_TASK BRIEF:_
Reproduce the listing exactly, keeping every word as it is.

_INPUT FOR THIS TASK:_

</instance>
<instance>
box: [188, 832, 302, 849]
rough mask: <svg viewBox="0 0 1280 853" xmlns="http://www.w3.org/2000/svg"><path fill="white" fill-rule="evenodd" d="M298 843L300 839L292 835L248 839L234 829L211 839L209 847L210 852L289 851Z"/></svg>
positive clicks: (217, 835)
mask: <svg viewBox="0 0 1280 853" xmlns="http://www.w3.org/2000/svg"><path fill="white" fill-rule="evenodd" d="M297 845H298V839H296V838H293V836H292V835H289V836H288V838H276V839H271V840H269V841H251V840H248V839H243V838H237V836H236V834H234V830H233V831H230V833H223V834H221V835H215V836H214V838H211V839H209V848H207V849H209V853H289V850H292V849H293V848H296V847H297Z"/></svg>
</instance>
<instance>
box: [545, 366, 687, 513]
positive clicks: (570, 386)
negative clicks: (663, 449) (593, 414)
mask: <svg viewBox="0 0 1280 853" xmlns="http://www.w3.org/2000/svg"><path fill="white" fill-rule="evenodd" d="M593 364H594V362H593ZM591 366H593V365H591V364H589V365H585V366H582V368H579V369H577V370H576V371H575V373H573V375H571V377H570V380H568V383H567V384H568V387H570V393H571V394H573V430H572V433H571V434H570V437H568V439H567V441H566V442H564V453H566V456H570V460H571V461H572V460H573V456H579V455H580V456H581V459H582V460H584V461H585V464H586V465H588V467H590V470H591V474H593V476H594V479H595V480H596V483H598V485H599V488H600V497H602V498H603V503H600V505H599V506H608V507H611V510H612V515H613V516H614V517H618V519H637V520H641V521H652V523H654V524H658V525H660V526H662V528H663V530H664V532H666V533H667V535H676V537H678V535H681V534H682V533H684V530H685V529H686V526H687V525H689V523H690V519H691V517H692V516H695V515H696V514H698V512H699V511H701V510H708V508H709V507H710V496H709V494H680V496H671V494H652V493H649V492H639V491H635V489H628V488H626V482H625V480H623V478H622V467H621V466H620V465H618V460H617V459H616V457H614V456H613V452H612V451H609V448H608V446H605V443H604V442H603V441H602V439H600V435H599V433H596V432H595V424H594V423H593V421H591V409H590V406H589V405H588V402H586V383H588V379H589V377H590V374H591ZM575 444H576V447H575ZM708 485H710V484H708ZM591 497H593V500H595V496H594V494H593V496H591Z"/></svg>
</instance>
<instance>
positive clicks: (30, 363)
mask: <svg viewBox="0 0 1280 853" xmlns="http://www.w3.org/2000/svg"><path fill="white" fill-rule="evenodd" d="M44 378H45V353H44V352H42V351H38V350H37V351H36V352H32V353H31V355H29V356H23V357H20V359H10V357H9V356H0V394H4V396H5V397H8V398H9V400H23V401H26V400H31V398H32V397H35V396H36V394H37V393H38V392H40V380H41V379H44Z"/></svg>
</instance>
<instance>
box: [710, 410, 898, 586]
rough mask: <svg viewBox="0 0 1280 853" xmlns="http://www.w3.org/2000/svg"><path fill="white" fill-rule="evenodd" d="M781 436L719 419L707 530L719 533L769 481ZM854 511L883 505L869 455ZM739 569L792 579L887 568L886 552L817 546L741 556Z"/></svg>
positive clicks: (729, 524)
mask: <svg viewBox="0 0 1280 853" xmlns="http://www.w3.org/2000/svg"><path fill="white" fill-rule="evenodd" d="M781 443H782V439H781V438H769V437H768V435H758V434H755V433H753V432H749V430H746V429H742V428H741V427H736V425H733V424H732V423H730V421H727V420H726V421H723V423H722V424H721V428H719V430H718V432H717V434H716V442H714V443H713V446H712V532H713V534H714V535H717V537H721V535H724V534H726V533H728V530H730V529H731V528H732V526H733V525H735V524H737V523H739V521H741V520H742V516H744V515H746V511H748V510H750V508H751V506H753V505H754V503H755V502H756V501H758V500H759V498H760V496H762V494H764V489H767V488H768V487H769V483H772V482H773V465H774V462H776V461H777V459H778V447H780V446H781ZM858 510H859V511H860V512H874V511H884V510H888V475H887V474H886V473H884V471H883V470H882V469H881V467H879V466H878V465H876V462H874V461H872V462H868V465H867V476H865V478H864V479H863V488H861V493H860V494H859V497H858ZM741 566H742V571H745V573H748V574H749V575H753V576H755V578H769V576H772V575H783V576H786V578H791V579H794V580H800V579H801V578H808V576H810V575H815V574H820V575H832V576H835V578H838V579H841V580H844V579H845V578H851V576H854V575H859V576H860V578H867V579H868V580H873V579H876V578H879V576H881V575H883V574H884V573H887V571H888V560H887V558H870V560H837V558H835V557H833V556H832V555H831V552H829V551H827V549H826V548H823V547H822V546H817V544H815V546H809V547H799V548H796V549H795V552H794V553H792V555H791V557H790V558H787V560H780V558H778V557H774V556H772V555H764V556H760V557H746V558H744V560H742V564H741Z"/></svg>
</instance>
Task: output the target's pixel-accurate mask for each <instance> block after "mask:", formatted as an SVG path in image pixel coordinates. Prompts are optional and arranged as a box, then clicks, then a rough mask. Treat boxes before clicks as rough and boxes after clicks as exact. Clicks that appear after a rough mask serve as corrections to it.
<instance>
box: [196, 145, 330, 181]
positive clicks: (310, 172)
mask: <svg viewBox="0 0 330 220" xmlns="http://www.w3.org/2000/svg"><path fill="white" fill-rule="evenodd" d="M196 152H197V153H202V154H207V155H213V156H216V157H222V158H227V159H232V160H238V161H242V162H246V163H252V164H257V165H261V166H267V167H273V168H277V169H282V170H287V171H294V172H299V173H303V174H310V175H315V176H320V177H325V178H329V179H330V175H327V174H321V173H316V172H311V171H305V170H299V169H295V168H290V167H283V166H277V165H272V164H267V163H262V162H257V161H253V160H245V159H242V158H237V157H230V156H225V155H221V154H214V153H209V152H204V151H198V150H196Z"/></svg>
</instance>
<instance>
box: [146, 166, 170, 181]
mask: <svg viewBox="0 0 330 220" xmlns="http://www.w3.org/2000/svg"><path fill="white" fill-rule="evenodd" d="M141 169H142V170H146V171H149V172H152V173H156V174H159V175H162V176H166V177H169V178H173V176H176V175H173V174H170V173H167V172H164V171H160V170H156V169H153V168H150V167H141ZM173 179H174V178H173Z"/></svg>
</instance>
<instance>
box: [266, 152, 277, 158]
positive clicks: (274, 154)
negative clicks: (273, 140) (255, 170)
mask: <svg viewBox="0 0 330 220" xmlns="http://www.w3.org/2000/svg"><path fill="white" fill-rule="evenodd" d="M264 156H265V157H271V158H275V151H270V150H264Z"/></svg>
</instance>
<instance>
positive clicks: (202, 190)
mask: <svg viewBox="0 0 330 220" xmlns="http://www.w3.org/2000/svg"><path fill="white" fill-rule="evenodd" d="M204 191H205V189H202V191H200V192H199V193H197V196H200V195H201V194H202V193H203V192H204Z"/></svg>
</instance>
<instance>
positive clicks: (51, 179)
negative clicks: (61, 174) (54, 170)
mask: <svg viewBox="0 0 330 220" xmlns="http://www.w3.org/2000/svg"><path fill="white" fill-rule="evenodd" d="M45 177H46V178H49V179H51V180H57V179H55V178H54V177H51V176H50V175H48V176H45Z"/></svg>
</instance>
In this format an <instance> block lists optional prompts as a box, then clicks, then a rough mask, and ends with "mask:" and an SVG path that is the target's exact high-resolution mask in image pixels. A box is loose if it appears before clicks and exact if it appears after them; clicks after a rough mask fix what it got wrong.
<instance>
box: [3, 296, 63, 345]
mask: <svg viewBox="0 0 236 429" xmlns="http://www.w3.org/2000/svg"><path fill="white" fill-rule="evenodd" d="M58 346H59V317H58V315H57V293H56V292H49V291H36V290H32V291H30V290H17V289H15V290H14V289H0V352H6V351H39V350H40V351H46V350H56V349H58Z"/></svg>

_RESULT FOR THIS EXERCISE:_
</instance>
<instance>
box: [188, 832, 302, 849]
rough mask: <svg viewBox="0 0 1280 853" xmlns="http://www.w3.org/2000/svg"><path fill="white" fill-rule="evenodd" d="M298 843L300 839L292 835L248 839L234 829L211 839L209 847L210 852L289 851Z"/></svg>
positive clicks: (217, 835)
mask: <svg viewBox="0 0 1280 853" xmlns="http://www.w3.org/2000/svg"><path fill="white" fill-rule="evenodd" d="M297 845H298V839H296V838H293V836H292V835H289V836H288V838H276V839H271V840H269V841H251V840H248V839H243V838H237V836H236V834H234V830H233V831H230V833H223V834H221V835H215V836H214V838H211V839H209V848H207V849H209V853H289V850H292V849H293V848H296V847H297Z"/></svg>
</instance>
<instance>
box: [545, 366, 687, 513]
positive clicks: (570, 386)
negative clicks: (663, 449) (593, 414)
mask: <svg viewBox="0 0 1280 853" xmlns="http://www.w3.org/2000/svg"><path fill="white" fill-rule="evenodd" d="M593 364H594V362H593ZM591 366H593V365H591V364H589V365H585V366H582V368H579V369H577V370H576V371H575V373H573V375H571V377H570V380H568V383H567V384H568V387H570V393H571V394H573V430H572V433H571V434H570V437H568V439H567V441H566V442H564V453H566V456H570V460H571V461H572V460H573V456H579V455H580V456H581V459H582V460H584V461H585V464H586V465H588V467H590V470H591V474H593V476H594V479H595V480H596V483H598V485H599V488H600V497H602V498H603V503H600V505H599V506H608V507H611V510H612V515H613V516H614V517H618V519H637V520H641V521H652V523H654V524H658V525H660V526H662V528H663V530H664V532H666V533H667V535H676V537H678V535H681V534H682V533H684V530H685V529H686V526H687V525H689V523H690V519H691V517H692V516H695V515H696V514H698V512H699V511H701V510H708V508H709V507H710V496H709V494H680V496H671V494H652V493H649V492H639V491H635V489H628V488H626V482H625V480H623V478H622V467H621V466H620V465H618V460H617V459H616V457H614V456H613V452H612V451H609V448H608V446H605V443H604V442H603V441H602V439H600V435H599V433H596V432H595V424H594V423H593V421H591V409H590V406H589V405H588V402H586V383H588V379H589V377H590V374H591ZM575 444H576V447H575ZM708 485H710V484H708ZM591 497H593V500H595V496H594V494H593V496H591Z"/></svg>
</instance>
<instance>
positive clicks: (30, 363)
mask: <svg viewBox="0 0 1280 853" xmlns="http://www.w3.org/2000/svg"><path fill="white" fill-rule="evenodd" d="M44 378H45V353H44V352H42V351H38V350H37V351H36V352H32V353H31V355H29V356H23V357H20V359H10V357H9V356H0V394H4V396H5V397H8V398H9V400H23V401H26V400H31V398H32V397H35V396H36V394H37V393H38V392H40V380H41V379H44Z"/></svg>
</instance>
<instance>
box: [710, 410, 898, 586]
rough mask: <svg viewBox="0 0 1280 853" xmlns="http://www.w3.org/2000/svg"><path fill="white" fill-rule="evenodd" d="M781 436L719 419L707 530L719 533L769 481ZM854 511L883 505L869 455ZM739 569L792 579L887 568L886 552L817 546L741 556Z"/></svg>
positive clicks: (729, 524)
mask: <svg viewBox="0 0 1280 853" xmlns="http://www.w3.org/2000/svg"><path fill="white" fill-rule="evenodd" d="M781 443H782V439H781V438H769V437H768V435H758V434H755V433H753V432H749V430H746V429H742V428H741V427H736V425H733V424H732V423H730V421H727V420H726V421H723V423H722V424H721V428H719V430H718V432H717V434H716V442H714V443H713V446H712V532H713V534H714V535H717V537H721V535H724V534H726V533H728V530H730V529H731V528H732V526H733V525H735V524H737V523H739V521H741V520H742V516H744V515H746V511H748V510H750V508H751V506H753V505H754V503H755V502H756V501H758V500H759V498H760V496H762V494H764V489H767V488H768V487H769V483H772V482H773V465H774V462H776V461H777V459H778V447H780V446H781ZM858 510H859V511H860V512H874V511H884V510H888V475H887V474H886V473H884V471H883V470H882V469H881V467H879V466H878V465H876V462H874V461H872V462H868V465H867V476H865V478H864V479H863V488H861V493H860V494H859V497H858ZM741 566H742V571H745V573H748V574H749V575H753V576H755V578H769V576H772V575H783V576H786V578H791V579H794V580H800V579H801V578H808V576H810V575H815V574H820V575H832V576H835V578H838V579H841V580H844V579H845V578H851V576H854V575H859V576H860V578H867V579H868V580H873V579H876V578H879V576H881V575H883V574H884V573H887V571H888V560H887V558H870V560H837V558H835V557H833V556H832V555H831V552H829V551H827V549H826V548H823V547H822V546H817V544H815V546H809V547H799V548H796V549H795V552H794V553H792V555H791V557H790V558H787V560H780V558H778V557H774V556H772V555H764V556H760V557H746V558H744V560H742V564H741Z"/></svg>
</instance>
Task: output the target's pixel-accurate mask for each <instance> block after "mask:", formatted as an SVG path in image pixel coordinates. Prompts are optional and arranged as a box, then clicks, then a rough mask. Treat boxes before clicks as rough and boxes after clicks as exact. Clicks that appear after a rough mask serve as corrections to it.
<instance>
box: [196, 145, 330, 181]
positive clicks: (310, 172)
mask: <svg viewBox="0 0 330 220" xmlns="http://www.w3.org/2000/svg"><path fill="white" fill-rule="evenodd" d="M196 152H197V153H202V154H207V155H213V156H216V157H222V158H227V159H232V160H238V161H242V162H246V163H252V164H257V165H261V166H267V167H273V168H277V169H282V170H287V171H294V172H299V173H303V174H310V175H315V176H320V177H325V178H329V179H330V175H327V174H321V173H316V172H311V171H305V170H299V169H295V168H290V167H283V166H277V165H272V164H267V163H262V162H257V161H253V160H245V159H242V158H237V157H230V156H225V155H221V154H214V153H209V152H204V151H198V150H196Z"/></svg>
</instance>
<instance>
box: [146, 166, 170, 181]
mask: <svg viewBox="0 0 330 220" xmlns="http://www.w3.org/2000/svg"><path fill="white" fill-rule="evenodd" d="M141 169H142V170H146V171H149V172H152V173H156V174H159V175H162V176H166V177H169V178H173V176H176V175H173V174H170V173H167V172H164V171H160V170H156V169H153V168H150V167H141ZM173 179H174V178H173Z"/></svg>
</instance>
<instance>
box: [266, 152, 277, 158]
positive clicks: (274, 154)
negative clicks: (273, 140) (255, 170)
mask: <svg viewBox="0 0 330 220" xmlns="http://www.w3.org/2000/svg"><path fill="white" fill-rule="evenodd" d="M264 156H265V157H271V158H275V151H270V150H264Z"/></svg>
</instance>
<instance>
positive clicks: (202, 190)
mask: <svg viewBox="0 0 330 220" xmlns="http://www.w3.org/2000/svg"><path fill="white" fill-rule="evenodd" d="M204 191H205V189H202V191H200V192H199V193H197V196H200V195H201V194H202V193H203V192H204Z"/></svg>
</instance>
<instance>
positive clicks: (51, 179)
negative clicks: (61, 174) (54, 170)
mask: <svg viewBox="0 0 330 220" xmlns="http://www.w3.org/2000/svg"><path fill="white" fill-rule="evenodd" d="M45 177H46V178H49V179H51V180H57V179H55V178H54V177H51V176H50V175H48V176H45Z"/></svg>
</instance>
In this format an <instance> block lists optional prompts as a box, then clicks, then a rough mask, and ends with "mask:" and an SVG path that is the target's exact high-resolution mask in image pixels. A box is loose if it appears before clicks and exact if it appears after them; clicks after a rough mask fix what it got wrong.
<instance>
box: [3, 296, 63, 345]
mask: <svg viewBox="0 0 236 429" xmlns="http://www.w3.org/2000/svg"><path fill="white" fill-rule="evenodd" d="M58 346H59V317H58V315H57V293H56V292H49V291H36V290H32V291H30V290H17V289H15V290H14V289H0V352H6V351H39V350H40V351H46V350H56V349H58Z"/></svg>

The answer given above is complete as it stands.